## What you need to do
Retype the items below exactly as they appear, beginning at the line that contains "Objective: provide one point per instance of the bus door." and continuing through the end of the items. Leave the pictures out of your answer.

Lines of data:
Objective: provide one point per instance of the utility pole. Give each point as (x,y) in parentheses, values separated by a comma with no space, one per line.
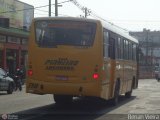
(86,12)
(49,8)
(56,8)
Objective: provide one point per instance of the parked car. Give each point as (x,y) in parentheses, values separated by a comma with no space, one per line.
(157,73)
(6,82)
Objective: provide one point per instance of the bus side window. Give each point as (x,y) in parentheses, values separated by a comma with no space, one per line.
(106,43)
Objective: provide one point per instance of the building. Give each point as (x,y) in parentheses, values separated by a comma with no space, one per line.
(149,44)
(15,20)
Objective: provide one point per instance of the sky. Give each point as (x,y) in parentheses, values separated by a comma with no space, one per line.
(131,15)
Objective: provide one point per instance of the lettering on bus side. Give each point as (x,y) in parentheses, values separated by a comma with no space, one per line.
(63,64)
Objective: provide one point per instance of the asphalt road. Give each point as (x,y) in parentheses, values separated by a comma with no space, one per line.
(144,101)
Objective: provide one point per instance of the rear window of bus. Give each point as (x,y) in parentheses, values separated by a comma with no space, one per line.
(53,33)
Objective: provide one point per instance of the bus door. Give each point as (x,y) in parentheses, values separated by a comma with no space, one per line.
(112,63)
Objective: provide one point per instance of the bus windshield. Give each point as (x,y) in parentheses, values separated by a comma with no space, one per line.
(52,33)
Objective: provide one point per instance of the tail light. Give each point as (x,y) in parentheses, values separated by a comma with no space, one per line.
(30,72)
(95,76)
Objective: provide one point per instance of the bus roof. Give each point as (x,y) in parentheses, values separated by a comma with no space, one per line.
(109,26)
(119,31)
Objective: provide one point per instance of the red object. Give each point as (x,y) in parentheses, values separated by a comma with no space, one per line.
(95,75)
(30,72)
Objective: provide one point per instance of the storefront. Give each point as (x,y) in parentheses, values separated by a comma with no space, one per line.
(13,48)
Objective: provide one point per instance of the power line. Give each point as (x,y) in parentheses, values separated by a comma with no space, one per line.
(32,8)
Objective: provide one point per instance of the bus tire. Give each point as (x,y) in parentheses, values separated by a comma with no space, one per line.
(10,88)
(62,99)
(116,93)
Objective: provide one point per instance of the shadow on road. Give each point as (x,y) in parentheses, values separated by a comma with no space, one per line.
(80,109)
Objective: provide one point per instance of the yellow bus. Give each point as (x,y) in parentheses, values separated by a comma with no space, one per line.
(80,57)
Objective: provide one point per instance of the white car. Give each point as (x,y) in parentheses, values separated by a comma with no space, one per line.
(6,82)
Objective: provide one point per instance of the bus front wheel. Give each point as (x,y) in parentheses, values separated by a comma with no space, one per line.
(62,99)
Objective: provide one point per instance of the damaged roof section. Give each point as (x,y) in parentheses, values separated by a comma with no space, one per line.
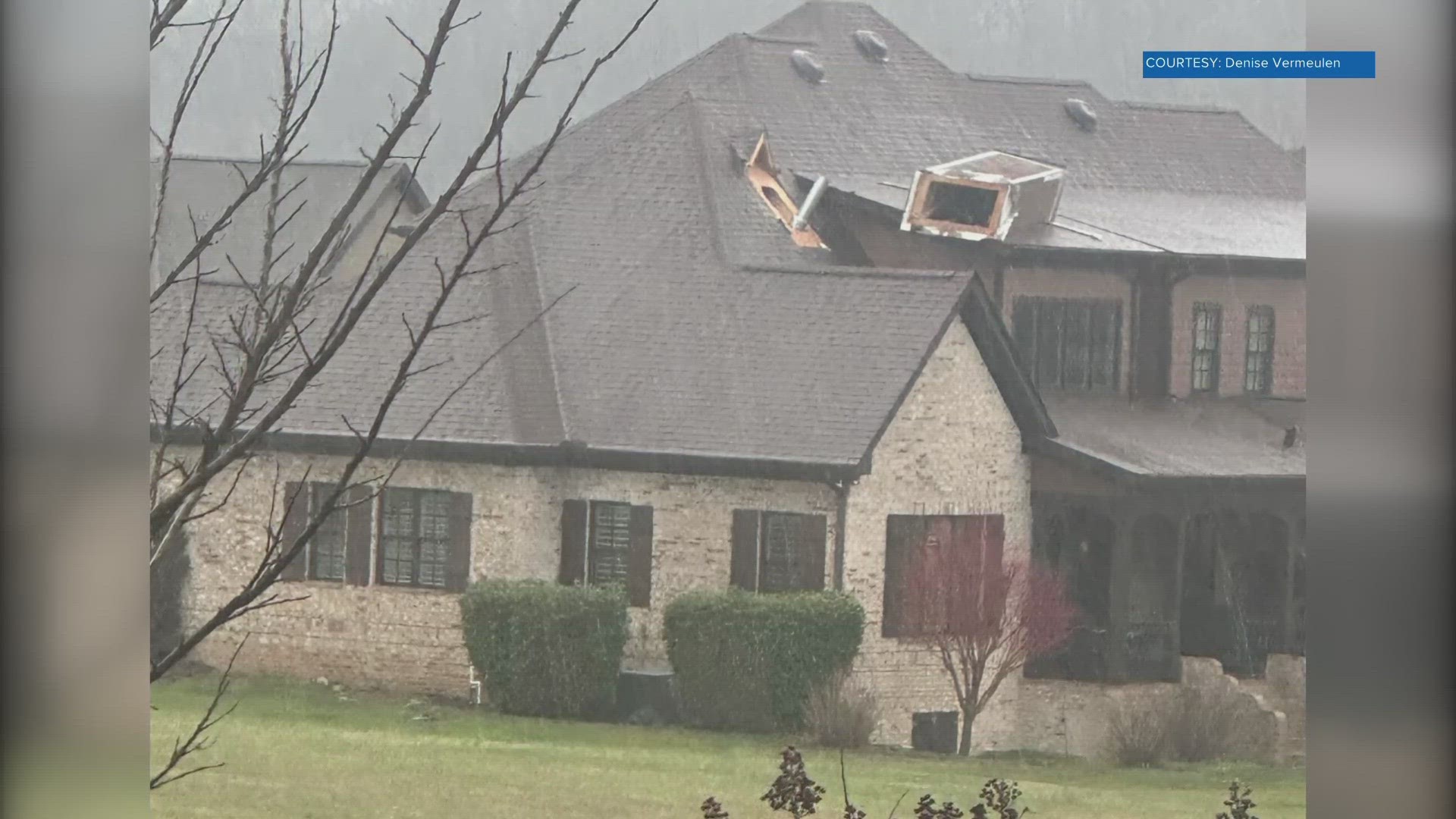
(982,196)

## Task output
Objective: provide one point per instance of the bus door. Give each point as (x,y) in parentheses, values separated by a comma with no space, one per line.
(112,63)
Objective: provide one point per instance of the bus windshield. Give each point as (x,y) in parentheses, values separated by a comma with no space, one per line.
(52,33)
Objective: provide one point per instance of the tail light. Give each point as (x,y) in parentheses, values separated by a comma with no space, one per line.
(30,72)
(95,76)
Objective: provide one point per instance of the bus roof. Give each point as (x,y) in parentheses, values separated by a comma with no space, one per line.
(109,26)
(119,31)
Objective: provide one point per instance of the red object. Give each point as (x,y) in parentheses, values separated by a comma with no space, one per line.
(95,75)
(30,72)
Objective: provide one point per instance of the storefront. Give each point as (x,y) in parentheses, values separated by a comma with no space, one per line.
(13,48)
Objective: provide one point per instance of the power line. Give each point as (x,y) in parentheses, values separated by a comma with no space, one per line.
(32,8)
Objective: provide one point per instance of the bus tire. Give each point as (x,y) in parentheses, values separated by a comma with no space, one per line.
(10,88)
(62,99)
(116,93)
Objective: provide one point per instance of the shadow on road. Give each point as (x,y) in parentheses, values separated by a comma with no space, one per line.
(80,109)
Objective: provide one point per instance of the yellow bus. Give each point as (x,y) in parentheses, values separated by a comma with no space, one per line.
(80,57)
Objective: provide one point per instance of the white car. Give each point as (x,y) in parentheses, values separated by a comma with no space, one per line.
(6,82)
Objective: provide one point per instance of the bus front wheel. Give each point as (x,y) in parentheses, values separated by a comma with no space, one per line.
(62,99)
Objective: provide one point per instance of the damaged roof section. Give each point as (x,y) in parentheses, values separated by a comma with no space, one per line.
(982,196)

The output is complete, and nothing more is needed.